* **Exercise goal**
The lines from the one containing "Target: ring on finger" through the end of the entries are what to output; reproduce them exactly and add nothing.

# # # # # # #

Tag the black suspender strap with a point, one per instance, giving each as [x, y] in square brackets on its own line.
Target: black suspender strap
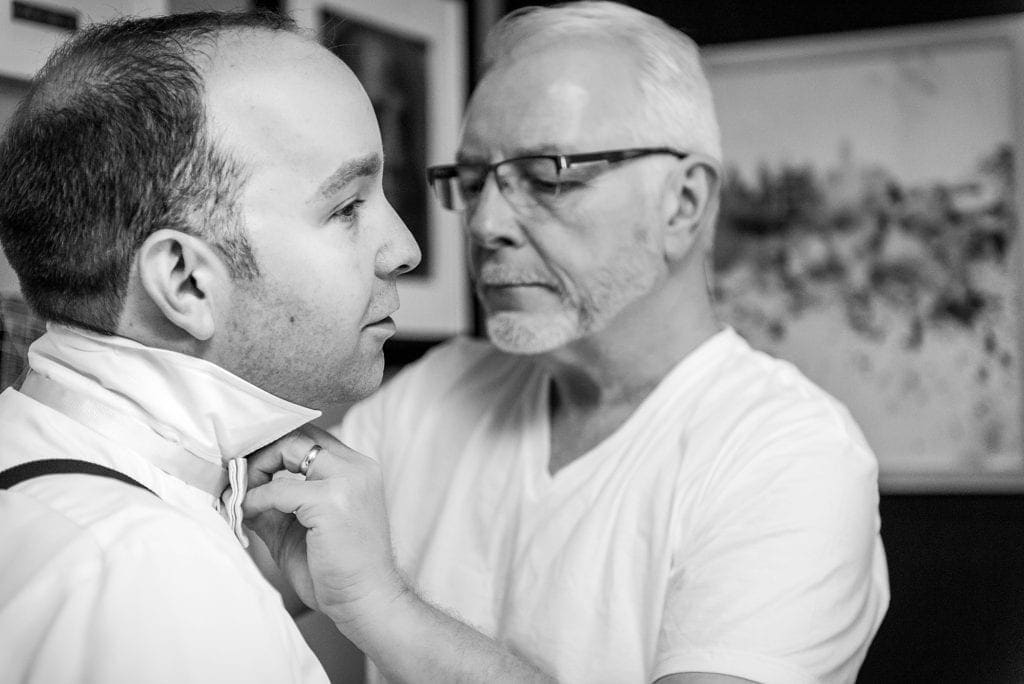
[31, 469]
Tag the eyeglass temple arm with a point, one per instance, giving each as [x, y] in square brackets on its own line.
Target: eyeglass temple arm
[565, 161]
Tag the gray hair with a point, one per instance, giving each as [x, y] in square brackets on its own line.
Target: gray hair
[678, 99]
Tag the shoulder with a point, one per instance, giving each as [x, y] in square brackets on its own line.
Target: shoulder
[766, 397]
[94, 522]
[760, 424]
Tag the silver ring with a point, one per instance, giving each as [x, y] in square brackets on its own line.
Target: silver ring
[308, 461]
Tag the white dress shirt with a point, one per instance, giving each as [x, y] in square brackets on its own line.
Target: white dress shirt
[103, 582]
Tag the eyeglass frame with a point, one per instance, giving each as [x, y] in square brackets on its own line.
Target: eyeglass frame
[562, 162]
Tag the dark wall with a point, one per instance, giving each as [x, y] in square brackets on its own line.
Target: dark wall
[729, 20]
[956, 575]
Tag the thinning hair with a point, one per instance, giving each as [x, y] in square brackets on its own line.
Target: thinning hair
[678, 107]
[111, 144]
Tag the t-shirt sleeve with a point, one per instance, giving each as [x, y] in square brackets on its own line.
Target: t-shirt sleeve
[174, 615]
[779, 574]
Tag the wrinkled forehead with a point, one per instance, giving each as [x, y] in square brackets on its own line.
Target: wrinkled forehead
[579, 95]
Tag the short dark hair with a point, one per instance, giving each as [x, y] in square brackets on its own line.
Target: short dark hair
[110, 145]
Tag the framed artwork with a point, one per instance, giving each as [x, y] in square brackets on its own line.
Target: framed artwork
[410, 57]
[31, 29]
[868, 233]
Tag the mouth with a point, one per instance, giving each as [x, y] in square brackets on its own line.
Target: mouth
[385, 325]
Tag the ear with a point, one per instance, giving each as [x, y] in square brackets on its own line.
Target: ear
[690, 205]
[182, 276]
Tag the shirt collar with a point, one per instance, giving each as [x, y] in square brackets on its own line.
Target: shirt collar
[211, 413]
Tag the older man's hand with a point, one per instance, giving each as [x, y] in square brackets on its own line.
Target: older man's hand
[329, 531]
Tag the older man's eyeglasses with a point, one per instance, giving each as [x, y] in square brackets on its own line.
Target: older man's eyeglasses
[528, 182]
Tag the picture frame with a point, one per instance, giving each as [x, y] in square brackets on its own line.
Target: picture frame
[868, 233]
[411, 57]
[31, 29]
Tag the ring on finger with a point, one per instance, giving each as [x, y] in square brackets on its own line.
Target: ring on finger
[308, 461]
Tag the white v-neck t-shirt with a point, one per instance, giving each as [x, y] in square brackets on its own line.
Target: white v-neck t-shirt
[729, 525]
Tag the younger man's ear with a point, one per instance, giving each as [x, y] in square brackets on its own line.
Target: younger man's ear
[181, 273]
[691, 204]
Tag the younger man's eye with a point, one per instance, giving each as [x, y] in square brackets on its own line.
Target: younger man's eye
[348, 212]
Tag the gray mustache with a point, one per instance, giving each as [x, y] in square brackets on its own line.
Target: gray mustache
[501, 274]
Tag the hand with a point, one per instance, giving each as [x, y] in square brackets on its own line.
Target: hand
[329, 532]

# # # # # # #

* **Written solution**
Target: ring on finger
[308, 461]
Tag the white v-neck t-shirt with a point, one per instance, giving each as [x, y] in square brackets on its own line.
Target: white v-neck t-shirt
[729, 525]
Tag the younger man's ear with a point, one per instance, giving each as [x, y] in square brackets on its own line.
Target: younger man's ear
[181, 273]
[691, 204]
Tag the younger man's eye with a point, one per instance, giving each as [x, y] in square brackets on its own line.
Target: younger man's eye
[348, 212]
Tag the gray mustache with a point, one per instance, giving each as [x, y] in square brackets on its own line.
Target: gray mustache
[501, 274]
Tag the hand with a point, one per instance, giving each as [x, y] in square brackets on its own line.
Target: hand
[329, 532]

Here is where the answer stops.